[Point annotation data]
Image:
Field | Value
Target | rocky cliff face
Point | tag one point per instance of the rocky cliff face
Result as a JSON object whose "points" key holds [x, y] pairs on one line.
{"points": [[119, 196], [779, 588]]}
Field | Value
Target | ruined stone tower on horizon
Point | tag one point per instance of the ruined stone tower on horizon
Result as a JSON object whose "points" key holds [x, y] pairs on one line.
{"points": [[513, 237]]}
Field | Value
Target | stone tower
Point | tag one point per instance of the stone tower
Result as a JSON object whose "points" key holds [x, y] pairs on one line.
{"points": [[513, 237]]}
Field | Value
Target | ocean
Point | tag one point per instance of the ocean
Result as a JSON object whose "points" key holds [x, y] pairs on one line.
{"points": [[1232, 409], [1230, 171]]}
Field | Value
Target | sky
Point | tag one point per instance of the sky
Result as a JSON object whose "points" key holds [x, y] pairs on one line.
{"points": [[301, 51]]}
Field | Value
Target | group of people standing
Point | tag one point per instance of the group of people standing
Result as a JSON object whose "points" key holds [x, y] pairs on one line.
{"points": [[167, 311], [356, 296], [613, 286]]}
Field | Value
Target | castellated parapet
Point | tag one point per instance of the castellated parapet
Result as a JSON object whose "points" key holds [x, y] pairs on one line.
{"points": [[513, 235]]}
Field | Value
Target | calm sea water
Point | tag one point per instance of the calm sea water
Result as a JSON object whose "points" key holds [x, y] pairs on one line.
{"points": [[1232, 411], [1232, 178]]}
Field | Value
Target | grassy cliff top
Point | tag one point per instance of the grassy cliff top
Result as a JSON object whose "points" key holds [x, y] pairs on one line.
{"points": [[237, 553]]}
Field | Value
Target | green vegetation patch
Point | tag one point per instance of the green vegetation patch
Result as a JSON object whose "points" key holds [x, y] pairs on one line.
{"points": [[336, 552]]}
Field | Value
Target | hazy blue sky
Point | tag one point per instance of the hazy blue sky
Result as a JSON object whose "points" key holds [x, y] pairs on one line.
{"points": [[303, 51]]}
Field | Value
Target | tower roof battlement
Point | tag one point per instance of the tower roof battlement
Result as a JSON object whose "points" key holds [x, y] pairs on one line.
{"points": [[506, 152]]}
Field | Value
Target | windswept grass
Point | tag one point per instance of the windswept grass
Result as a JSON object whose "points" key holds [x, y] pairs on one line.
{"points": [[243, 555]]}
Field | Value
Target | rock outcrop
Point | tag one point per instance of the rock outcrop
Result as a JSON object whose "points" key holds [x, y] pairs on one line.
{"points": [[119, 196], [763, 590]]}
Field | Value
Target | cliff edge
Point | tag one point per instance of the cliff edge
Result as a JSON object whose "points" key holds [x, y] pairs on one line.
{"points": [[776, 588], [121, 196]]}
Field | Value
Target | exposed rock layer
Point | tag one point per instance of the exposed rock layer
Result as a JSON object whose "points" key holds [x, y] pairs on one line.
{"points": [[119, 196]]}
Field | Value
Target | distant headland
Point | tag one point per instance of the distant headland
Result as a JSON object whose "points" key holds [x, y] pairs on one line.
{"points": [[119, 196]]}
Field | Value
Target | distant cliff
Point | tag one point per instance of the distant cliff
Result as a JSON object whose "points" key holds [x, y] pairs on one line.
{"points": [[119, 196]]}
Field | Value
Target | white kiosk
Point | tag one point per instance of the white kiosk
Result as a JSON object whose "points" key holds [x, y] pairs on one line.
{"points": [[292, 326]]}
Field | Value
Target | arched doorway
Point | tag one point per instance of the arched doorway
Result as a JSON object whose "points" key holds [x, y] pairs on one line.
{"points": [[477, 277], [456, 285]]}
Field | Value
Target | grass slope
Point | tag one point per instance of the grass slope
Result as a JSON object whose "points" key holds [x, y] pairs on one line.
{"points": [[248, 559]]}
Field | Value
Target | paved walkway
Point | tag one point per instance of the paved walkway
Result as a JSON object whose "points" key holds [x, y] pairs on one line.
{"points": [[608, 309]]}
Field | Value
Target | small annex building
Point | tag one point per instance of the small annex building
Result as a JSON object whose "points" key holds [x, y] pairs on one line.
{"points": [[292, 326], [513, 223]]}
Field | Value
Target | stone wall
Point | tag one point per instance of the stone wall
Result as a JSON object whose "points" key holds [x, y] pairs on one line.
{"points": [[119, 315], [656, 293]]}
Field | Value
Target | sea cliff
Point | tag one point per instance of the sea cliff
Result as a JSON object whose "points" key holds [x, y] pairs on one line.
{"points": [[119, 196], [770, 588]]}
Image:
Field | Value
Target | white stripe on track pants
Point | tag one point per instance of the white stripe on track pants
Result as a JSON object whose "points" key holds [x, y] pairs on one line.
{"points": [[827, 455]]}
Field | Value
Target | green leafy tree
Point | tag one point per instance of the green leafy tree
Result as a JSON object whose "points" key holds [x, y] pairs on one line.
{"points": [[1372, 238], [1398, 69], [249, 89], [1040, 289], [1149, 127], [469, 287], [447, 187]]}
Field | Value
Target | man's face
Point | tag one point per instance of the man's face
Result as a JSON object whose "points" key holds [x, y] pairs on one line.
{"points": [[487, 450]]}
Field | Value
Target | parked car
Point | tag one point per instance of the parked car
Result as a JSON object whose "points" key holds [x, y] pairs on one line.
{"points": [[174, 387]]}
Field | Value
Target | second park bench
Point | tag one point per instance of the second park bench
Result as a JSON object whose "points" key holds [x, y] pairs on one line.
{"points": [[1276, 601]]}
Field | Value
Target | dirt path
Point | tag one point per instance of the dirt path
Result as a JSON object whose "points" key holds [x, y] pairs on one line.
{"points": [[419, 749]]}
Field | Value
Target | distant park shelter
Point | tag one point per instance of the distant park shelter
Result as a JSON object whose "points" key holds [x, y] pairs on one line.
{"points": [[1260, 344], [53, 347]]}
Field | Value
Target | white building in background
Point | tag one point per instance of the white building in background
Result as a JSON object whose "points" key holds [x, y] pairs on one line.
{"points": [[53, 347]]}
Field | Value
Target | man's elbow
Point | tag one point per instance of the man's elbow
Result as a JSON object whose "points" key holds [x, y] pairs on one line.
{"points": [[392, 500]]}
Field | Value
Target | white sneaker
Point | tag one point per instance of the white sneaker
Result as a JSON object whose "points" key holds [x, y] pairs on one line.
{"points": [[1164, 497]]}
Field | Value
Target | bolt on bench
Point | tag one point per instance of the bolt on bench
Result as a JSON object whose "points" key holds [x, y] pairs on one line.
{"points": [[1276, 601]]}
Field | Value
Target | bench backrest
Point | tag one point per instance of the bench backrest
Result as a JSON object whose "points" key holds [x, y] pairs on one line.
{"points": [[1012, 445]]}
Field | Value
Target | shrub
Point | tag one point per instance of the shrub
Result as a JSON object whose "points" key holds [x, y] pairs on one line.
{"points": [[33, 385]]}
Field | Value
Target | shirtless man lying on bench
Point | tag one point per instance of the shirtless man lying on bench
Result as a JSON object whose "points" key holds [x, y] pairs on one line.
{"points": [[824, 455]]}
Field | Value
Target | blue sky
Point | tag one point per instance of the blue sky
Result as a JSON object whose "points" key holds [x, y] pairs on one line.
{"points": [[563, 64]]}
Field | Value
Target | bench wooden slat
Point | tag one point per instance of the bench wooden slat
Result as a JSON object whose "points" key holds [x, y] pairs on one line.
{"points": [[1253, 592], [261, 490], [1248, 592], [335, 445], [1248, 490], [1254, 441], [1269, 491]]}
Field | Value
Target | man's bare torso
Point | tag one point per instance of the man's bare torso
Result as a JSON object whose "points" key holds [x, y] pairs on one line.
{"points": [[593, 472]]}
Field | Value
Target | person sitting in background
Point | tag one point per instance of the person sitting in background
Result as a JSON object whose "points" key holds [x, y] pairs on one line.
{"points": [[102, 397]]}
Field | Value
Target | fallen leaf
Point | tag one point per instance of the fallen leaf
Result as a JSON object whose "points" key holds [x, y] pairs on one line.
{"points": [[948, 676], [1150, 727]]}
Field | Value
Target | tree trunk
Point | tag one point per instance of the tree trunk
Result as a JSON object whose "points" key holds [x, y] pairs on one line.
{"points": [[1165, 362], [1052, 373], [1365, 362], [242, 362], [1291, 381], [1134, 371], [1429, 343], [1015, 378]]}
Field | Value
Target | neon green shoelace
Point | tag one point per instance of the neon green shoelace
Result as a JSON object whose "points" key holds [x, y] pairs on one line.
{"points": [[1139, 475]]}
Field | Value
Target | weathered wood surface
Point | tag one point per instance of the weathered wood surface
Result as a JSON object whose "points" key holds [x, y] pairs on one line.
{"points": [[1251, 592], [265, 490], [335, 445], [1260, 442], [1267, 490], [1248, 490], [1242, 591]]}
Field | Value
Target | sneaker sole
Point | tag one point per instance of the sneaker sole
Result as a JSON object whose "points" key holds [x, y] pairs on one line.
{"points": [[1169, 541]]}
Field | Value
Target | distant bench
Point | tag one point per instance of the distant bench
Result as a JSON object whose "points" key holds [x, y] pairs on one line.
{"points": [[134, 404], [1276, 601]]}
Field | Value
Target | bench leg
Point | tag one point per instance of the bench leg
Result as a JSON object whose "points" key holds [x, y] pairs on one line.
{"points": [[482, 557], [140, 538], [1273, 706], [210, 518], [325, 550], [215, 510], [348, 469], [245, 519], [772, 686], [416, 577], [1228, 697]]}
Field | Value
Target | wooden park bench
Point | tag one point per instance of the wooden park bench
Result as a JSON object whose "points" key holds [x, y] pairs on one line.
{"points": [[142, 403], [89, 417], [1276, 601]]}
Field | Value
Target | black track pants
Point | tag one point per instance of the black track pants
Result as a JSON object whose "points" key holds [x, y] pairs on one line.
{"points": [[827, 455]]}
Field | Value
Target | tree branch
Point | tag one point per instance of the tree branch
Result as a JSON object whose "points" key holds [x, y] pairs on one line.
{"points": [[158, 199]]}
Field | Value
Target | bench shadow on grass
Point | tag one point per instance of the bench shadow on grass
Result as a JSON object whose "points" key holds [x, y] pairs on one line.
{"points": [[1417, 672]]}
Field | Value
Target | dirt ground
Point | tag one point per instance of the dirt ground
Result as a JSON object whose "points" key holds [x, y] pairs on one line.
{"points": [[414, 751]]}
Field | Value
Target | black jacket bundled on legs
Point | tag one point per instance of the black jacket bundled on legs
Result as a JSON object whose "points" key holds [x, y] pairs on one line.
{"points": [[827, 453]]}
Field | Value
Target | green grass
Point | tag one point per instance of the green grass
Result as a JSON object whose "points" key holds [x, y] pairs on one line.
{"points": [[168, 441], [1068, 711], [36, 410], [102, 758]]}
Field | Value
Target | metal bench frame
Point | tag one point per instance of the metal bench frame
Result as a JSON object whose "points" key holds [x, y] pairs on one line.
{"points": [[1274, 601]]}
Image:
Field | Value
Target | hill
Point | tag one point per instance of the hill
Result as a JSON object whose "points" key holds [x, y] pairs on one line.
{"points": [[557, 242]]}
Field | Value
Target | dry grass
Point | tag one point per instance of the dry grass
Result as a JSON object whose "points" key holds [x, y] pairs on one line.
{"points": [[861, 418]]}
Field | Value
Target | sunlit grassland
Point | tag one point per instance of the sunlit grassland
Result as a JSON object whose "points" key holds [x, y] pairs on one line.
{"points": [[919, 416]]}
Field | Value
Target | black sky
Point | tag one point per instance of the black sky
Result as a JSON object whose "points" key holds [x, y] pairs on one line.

STATED TASK:
Tally the lines of the entries above that contain the string "horizon", and give only that number.

FULL SOLUTION:
2